=== DESCRIPTION OF THE TASK ===
Copy only what runs from the line containing "Please indicate the wooden floor" through the end of the material below, line for line, with both ends included.

=== EXCERPTED DATA ===
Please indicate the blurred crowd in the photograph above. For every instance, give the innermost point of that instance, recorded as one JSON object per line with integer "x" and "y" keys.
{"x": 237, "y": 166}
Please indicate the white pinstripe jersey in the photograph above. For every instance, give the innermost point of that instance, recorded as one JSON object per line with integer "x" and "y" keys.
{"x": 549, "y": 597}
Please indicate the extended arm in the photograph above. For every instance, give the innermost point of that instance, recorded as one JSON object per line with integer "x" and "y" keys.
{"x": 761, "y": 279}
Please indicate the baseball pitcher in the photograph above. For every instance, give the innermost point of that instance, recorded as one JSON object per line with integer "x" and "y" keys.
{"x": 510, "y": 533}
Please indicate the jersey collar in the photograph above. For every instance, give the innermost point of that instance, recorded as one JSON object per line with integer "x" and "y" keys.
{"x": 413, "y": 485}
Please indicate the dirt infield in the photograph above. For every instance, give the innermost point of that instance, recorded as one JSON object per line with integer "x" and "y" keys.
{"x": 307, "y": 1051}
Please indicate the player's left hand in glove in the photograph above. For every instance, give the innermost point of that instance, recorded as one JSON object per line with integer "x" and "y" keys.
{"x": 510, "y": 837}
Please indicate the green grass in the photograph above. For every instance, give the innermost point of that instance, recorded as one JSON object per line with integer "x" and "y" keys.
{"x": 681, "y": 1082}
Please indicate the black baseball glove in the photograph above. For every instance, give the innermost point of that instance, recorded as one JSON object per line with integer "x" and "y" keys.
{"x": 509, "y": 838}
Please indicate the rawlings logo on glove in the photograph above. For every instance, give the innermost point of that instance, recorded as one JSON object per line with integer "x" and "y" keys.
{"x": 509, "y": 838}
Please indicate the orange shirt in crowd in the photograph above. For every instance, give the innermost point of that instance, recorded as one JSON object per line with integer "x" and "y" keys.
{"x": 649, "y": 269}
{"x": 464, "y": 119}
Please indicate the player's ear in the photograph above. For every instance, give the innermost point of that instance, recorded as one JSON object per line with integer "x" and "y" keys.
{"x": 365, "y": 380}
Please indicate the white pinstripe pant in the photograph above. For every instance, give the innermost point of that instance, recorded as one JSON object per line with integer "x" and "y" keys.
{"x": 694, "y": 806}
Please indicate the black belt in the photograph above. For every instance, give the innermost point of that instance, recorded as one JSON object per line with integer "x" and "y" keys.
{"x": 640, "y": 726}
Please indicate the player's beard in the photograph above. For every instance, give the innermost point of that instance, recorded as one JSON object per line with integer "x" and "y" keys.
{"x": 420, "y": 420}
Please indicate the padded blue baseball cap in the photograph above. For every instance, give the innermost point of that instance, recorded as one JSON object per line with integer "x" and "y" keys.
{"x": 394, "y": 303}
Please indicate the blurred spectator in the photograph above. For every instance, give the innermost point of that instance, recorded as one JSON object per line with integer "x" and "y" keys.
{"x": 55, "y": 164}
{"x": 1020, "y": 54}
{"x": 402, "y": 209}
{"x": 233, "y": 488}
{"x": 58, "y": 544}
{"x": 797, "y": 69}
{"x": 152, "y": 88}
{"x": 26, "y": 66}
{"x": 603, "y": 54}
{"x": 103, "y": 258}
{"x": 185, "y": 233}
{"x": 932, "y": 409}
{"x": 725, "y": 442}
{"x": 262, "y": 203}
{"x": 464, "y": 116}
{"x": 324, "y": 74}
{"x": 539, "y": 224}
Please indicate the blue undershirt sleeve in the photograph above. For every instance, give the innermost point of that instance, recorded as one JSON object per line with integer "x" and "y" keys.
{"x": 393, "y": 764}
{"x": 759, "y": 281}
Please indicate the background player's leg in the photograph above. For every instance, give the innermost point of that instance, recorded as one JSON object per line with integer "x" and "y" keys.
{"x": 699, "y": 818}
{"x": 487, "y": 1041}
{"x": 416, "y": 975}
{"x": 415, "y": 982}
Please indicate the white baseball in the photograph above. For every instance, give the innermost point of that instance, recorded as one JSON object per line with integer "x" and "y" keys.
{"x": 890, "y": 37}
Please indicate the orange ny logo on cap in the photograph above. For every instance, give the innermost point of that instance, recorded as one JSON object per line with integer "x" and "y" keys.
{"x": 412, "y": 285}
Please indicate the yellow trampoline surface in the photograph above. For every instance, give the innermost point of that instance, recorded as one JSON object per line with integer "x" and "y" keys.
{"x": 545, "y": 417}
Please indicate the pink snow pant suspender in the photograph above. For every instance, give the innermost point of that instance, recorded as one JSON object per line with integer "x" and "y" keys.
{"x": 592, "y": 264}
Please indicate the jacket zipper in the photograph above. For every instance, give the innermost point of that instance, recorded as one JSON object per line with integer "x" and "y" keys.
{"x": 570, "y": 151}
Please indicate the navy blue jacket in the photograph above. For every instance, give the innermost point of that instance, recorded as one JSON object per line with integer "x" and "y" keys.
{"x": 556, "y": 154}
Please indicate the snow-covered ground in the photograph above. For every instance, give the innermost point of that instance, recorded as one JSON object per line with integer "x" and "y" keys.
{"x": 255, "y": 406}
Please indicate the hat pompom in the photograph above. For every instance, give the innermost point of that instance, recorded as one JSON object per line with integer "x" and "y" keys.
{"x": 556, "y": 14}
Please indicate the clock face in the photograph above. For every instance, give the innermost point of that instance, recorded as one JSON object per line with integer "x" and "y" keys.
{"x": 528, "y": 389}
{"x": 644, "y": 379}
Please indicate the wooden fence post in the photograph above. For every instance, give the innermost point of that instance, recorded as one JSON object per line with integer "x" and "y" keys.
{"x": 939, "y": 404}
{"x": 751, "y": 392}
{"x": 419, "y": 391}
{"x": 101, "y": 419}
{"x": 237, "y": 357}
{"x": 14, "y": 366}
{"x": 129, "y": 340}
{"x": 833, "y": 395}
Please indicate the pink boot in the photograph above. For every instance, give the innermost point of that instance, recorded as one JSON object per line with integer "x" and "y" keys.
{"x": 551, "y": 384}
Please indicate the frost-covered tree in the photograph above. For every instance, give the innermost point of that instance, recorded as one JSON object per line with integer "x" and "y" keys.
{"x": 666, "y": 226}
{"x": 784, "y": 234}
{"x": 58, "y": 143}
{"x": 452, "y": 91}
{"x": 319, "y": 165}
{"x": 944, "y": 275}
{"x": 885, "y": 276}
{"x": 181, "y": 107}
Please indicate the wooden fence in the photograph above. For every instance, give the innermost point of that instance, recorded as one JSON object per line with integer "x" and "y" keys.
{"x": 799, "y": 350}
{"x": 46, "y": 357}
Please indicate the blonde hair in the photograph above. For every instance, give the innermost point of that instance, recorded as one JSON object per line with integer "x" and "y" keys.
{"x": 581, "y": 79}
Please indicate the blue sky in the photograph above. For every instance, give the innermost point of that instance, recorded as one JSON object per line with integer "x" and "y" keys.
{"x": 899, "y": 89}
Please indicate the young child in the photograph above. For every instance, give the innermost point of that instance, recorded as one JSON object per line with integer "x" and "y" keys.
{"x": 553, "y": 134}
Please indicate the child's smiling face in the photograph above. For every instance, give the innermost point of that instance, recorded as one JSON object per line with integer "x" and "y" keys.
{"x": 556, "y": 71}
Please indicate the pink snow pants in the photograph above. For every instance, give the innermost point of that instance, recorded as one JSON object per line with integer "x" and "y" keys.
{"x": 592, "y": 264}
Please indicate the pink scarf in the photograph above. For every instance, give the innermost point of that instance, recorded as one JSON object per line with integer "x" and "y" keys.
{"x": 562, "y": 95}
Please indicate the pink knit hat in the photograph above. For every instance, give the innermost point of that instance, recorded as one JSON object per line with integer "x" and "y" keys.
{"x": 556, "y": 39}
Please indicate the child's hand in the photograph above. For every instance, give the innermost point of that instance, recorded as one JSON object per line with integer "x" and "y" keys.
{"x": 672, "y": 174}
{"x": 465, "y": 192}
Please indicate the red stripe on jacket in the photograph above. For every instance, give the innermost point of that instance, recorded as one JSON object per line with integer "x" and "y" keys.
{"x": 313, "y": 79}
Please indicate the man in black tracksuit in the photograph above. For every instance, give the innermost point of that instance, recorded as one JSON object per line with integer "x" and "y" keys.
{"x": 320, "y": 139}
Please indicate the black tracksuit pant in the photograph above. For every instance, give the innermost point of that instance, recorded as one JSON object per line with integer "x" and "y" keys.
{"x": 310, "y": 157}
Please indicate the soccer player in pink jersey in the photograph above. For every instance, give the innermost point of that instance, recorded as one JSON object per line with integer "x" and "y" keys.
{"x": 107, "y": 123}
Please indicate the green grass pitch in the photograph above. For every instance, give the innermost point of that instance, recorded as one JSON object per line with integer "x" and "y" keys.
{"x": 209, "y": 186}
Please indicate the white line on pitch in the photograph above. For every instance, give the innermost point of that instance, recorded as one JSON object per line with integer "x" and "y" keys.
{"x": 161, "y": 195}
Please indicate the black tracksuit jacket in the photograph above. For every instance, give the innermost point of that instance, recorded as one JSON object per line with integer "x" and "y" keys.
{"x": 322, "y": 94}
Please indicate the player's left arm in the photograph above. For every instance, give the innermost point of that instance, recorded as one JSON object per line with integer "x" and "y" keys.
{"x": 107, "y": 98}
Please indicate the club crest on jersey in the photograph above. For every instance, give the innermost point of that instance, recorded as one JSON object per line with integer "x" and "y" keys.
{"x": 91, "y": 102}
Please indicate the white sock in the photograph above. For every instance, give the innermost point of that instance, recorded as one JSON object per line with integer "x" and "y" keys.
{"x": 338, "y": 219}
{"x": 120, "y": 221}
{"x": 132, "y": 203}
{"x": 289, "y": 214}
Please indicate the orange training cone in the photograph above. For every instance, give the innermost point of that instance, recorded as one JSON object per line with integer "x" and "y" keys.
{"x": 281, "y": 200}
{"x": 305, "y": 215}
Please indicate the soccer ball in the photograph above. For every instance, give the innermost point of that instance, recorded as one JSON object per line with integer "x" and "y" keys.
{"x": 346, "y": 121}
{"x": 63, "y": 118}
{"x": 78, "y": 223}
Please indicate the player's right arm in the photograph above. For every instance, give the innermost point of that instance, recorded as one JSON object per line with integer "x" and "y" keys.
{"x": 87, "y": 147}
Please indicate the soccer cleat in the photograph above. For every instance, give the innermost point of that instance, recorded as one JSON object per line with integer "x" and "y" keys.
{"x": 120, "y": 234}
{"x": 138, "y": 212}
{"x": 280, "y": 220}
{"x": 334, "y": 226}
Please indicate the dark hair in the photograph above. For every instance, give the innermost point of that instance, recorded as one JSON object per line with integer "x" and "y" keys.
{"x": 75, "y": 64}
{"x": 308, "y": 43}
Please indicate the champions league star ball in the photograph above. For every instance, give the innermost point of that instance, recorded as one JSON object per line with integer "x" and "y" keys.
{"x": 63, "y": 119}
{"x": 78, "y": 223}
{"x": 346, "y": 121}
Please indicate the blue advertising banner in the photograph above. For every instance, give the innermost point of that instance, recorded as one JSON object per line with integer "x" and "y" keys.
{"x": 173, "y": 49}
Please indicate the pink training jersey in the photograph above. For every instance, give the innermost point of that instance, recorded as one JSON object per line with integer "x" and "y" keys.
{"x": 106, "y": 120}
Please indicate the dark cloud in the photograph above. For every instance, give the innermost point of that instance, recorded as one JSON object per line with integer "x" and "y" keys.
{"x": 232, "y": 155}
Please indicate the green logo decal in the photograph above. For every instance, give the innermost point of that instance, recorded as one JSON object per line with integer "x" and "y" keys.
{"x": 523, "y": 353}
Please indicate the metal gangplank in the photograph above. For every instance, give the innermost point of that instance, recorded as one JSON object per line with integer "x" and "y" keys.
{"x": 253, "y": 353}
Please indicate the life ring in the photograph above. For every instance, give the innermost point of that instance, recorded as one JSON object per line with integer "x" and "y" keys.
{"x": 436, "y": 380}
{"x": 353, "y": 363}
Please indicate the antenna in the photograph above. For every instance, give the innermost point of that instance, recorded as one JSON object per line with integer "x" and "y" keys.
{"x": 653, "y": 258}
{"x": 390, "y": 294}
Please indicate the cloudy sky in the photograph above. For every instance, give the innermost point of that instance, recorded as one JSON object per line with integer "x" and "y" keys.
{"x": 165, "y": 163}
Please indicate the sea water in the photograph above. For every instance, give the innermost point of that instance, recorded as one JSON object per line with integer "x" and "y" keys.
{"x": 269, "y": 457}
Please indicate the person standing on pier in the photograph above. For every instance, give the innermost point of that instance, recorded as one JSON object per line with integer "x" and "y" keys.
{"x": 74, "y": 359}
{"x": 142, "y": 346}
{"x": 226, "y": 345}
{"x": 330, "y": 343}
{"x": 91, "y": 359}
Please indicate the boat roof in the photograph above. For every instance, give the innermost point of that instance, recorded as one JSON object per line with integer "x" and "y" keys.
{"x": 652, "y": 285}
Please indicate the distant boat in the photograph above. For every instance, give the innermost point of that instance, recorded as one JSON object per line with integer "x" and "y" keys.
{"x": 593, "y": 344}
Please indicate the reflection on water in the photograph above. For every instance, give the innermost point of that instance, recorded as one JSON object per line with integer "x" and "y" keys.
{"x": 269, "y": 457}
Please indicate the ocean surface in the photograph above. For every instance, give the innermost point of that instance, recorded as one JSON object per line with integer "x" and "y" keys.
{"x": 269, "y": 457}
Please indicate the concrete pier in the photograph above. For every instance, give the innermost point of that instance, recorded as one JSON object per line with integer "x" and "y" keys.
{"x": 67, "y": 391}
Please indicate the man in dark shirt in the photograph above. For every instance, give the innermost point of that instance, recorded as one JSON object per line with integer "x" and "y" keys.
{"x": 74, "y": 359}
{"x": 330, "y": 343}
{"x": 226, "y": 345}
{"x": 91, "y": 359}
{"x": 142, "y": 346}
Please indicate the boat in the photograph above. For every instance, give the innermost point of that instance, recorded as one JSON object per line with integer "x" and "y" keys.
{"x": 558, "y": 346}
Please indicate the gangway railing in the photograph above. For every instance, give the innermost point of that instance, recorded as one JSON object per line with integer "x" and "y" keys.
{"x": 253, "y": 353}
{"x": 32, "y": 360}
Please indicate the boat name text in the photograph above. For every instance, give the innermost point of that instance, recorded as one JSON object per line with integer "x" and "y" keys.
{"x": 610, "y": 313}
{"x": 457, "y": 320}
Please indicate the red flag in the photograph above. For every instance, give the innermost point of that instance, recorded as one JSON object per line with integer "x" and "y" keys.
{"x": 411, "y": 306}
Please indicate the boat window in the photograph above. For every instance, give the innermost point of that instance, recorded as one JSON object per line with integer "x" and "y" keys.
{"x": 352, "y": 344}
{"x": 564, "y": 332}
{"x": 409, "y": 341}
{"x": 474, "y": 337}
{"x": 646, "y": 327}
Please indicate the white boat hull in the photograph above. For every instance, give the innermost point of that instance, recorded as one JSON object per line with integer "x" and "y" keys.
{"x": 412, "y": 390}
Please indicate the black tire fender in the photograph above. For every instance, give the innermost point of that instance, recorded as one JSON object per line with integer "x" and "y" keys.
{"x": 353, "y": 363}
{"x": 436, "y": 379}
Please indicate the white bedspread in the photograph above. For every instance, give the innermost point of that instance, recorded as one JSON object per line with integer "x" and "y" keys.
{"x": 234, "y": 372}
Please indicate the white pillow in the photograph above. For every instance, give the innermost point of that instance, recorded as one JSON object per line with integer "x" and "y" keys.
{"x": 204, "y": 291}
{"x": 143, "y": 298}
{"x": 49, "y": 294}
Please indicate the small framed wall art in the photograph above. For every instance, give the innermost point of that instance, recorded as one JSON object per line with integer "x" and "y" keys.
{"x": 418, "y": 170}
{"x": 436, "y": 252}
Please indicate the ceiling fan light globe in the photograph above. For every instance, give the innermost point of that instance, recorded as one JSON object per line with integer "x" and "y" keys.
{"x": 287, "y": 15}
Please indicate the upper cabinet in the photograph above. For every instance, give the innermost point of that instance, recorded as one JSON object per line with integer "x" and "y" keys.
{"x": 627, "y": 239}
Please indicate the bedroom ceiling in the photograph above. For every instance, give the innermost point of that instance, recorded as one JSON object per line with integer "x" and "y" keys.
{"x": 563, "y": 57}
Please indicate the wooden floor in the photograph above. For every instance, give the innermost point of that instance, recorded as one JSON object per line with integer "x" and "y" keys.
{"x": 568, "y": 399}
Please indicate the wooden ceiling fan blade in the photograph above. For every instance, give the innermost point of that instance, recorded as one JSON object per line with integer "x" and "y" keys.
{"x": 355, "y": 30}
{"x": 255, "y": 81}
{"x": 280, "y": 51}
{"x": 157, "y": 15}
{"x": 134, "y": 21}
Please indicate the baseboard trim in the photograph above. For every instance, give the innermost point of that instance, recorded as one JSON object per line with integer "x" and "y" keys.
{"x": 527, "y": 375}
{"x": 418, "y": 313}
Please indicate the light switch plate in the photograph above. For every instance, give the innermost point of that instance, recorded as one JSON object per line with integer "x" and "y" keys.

=== RESULT FOR THIS TASK ===
Please indicate the wooden floor in the photograph above. For every instance, give the innermost point of that instance, recorded as one JSON object per line with integer "x" and "y" keys.
{"x": 568, "y": 399}
Please indicate the wooden ceiling fan blade in the photograph above. For every instance, give the innermost point of that instance, recorded as one JSON object per line with integer "x" and "y" keys.
{"x": 355, "y": 30}
{"x": 255, "y": 81}
{"x": 280, "y": 51}
{"x": 157, "y": 15}
{"x": 134, "y": 21}
Please indicate the baseboard trim in the photograph above. For every instance, give the innermost point of that instance, recorded as one JSON object per line with integer "x" and "y" keys.
{"x": 527, "y": 375}
{"x": 418, "y": 313}
Please indicate the light switch plate in the photograph above. For every instance, give the innermost point of that instance, recorded as one JSON object per line with integer "x" and "y" keys.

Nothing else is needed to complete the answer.